- [THE EXERCISE] Update the records below by replacing "pixel coordinates" with "image coordinates" wherever it occurs. Reproduce every line with no other changes.
----- DATA SUPPLIED -----
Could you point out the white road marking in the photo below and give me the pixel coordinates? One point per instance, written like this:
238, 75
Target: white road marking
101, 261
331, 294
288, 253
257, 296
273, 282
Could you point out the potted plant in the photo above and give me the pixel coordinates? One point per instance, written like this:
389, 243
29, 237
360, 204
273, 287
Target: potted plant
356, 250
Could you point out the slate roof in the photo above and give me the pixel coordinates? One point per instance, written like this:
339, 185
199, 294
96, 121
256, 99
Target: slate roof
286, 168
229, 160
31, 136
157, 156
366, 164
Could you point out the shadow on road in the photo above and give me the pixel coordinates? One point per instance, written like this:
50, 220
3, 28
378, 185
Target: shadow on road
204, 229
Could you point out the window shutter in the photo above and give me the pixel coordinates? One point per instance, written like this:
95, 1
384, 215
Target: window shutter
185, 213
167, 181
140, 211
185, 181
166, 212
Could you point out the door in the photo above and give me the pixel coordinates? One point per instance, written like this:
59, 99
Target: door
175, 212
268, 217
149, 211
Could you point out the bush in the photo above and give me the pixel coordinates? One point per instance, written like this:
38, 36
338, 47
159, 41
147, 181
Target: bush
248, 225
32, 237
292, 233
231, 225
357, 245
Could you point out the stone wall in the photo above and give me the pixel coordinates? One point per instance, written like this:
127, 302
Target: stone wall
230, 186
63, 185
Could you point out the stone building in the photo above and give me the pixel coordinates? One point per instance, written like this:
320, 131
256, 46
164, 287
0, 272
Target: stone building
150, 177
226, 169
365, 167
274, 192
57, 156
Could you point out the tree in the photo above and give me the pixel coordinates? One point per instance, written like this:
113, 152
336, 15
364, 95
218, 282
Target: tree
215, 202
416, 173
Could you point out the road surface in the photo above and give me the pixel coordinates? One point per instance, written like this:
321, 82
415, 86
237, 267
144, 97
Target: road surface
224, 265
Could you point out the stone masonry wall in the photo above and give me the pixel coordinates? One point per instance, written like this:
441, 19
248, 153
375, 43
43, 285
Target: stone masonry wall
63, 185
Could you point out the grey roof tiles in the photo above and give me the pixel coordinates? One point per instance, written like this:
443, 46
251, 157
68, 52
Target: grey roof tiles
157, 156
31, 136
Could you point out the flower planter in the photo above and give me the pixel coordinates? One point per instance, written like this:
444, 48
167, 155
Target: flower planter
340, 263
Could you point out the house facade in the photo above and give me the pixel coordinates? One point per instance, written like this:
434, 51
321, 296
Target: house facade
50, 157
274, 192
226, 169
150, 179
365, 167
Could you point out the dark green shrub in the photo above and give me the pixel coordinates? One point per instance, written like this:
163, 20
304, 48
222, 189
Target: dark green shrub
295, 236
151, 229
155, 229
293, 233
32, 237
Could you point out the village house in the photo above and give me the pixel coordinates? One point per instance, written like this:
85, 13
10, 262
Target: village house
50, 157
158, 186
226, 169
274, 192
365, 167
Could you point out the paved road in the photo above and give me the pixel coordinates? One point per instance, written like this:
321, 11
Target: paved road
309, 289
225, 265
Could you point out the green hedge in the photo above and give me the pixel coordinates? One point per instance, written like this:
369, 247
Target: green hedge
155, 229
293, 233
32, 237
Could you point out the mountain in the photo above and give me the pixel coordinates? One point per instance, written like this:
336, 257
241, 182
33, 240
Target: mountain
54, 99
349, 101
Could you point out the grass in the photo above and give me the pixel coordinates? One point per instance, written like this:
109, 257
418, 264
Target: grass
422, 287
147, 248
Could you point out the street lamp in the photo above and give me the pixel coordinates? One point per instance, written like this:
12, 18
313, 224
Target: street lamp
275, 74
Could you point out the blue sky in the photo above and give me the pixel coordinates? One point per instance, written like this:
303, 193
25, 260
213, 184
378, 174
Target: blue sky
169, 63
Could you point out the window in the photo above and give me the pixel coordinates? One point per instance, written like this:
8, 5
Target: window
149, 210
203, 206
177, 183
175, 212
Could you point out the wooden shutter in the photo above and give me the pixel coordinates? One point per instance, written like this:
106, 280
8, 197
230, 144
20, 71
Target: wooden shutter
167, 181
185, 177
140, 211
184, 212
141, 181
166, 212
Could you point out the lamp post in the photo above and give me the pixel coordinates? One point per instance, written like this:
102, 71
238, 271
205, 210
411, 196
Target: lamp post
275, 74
-----
- [TASK ANSWER]
Could you point out the white road marking in the photo below and give me the image coordinates? One point per instance, written like this:
238, 75
Target: white road marking
101, 261
331, 294
288, 253
257, 296
273, 282
Could you point out the potted plant in the photo above and give me the image coordinates? One point per instance, written like this:
389, 243
29, 237
360, 204
273, 287
Target: potted plant
356, 250
Could you point out the slate roof in the photo above and give me the image coordinates? One point per instance, written like this:
339, 185
199, 294
96, 121
256, 99
Target: slate roof
286, 168
229, 160
31, 136
157, 156
366, 164
Could you point out the shadow on road in the photo above and give me the image coordinates? One point per instance, written like this:
50, 220
3, 28
378, 185
Target: shadow on road
204, 229
Could you point out the window shutter in the photo above and give me the image coordinates? One point per instance, written like this:
95, 1
384, 215
Target: window shutter
185, 213
167, 181
140, 211
185, 181
166, 212
Could you point out the door in the photo above and give me the image coordinates? One point per instance, written like this:
59, 99
Target: door
175, 212
268, 217
149, 211
Could you point out the bush in the photo above and give me the image coordinates? One point per instance, written like this:
38, 36
338, 47
159, 41
147, 181
Target: bush
248, 225
32, 237
292, 233
231, 225
357, 245
Could you point out the stone wall in the photo above and give me the image coordinates? One point per instance, written like this:
127, 302
Target: stone wall
230, 186
63, 185
Could you point out the stone building in the photo above and give me the image coordinates? One point per instance, written like this:
320, 131
256, 46
164, 287
0, 272
Target: stone building
150, 177
226, 169
365, 167
274, 192
57, 156
Could you point out the tree in the photo above and give me the image coordinates? One point per instance, written like this:
113, 152
336, 15
364, 95
218, 282
Target: tree
215, 202
416, 173
Could you point out the road surface in the photo above and give me the image coordinates? One point per instance, written like this:
321, 82
415, 86
237, 267
144, 97
Target: road surface
224, 265
Could you point out the stone masonry wall in the photo above and give me the image coordinates? One point per instance, written like this:
441, 19
248, 153
375, 43
43, 285
Target: stone masonry wall
63, 185
Could you point out the grey roof tiles in the photo above and give me the image coordinates? One point per instance, written like this:
443, 46
251, 157
68, 52
Target: grey roof tiles
157, 156
31, 136
Could you point out the flower planter in the photo above and give me the image coordinates? One point per instance, written like this:
444, 48
167, 155
Target: flower planter
340, 263
Could you point out the house facade in the photo above and give me the image coordinates? One point per instance, written like this:
434, 51
321, 296
Target: house facade
50, 157
274, 192
226, 169
150, 179
365, 167
Could you point out the dark green shrub in the photo above and give me the image coordinates? One point per instance, written like this:
163, 20
304, 48
222, 189
Target: dark green shrub
295, 236
151, 229
155, 229
293, 233
32, 237
Could you point out the village house in the photo above and give me the image coordinates? One point per instance, written like this:
85, 13
10, 262
Target: village house
50, 157
158, 186
226, 169
274, 192
365, 167
Could you point out the paved road in the photo above and give me the image coordinates? One point per instance, written like this:
321, 11
Target: paved road
309, 289
225, 265
Could you point out the green hedge in the photo above and give me the image coordinates? One point per instance, written like this:
369, 247
Target: green hedge
155, 229
293, 233
32, 237
Could you point out the mountain in the photo above and give me the image coordinates? One point per instance, written like this:
336, 257
241, 182
33, 240
Target: mountain
54, 99
349, 101
Could you point out the grass in the photo above and give me the image coordinates? One point per instance, written like this:
109, 257
418, 264
Target: grass
422, 287
147, 248
Could you point out the street lamp in the photo above and give me the image coordinates? One point per instance, written like this:
12, 18
313, 224
Target: street lamp
275, 74
Could you point out the blue sky in the photo above and give me the image coordinates? One point per instance, written like this:
303, 193
25, 260
213, 184
378, 174
Target: blue sky
169, 63
Could you point out the window in the photo above and give me the image coordinates? One point per instance, written like this:
8, 5
Target: window
149, 210
203, 206
177, 183
175, 212
Could you point out the wooden shutter in the photo above and give me the image coordinates? One point per instance, written like this:
106, 280
8, 197
230, 144
20, 71
Target: wooden shutter
167, 181
185, 177
140, 211
184, 212
141, 181
166, 212
Could you point out the lamp post in the photo above and give me the image coordinates? One point per instance, written like this:
102, 71
238, 271
205, 210
411, 196
Target: lamp post
275, 74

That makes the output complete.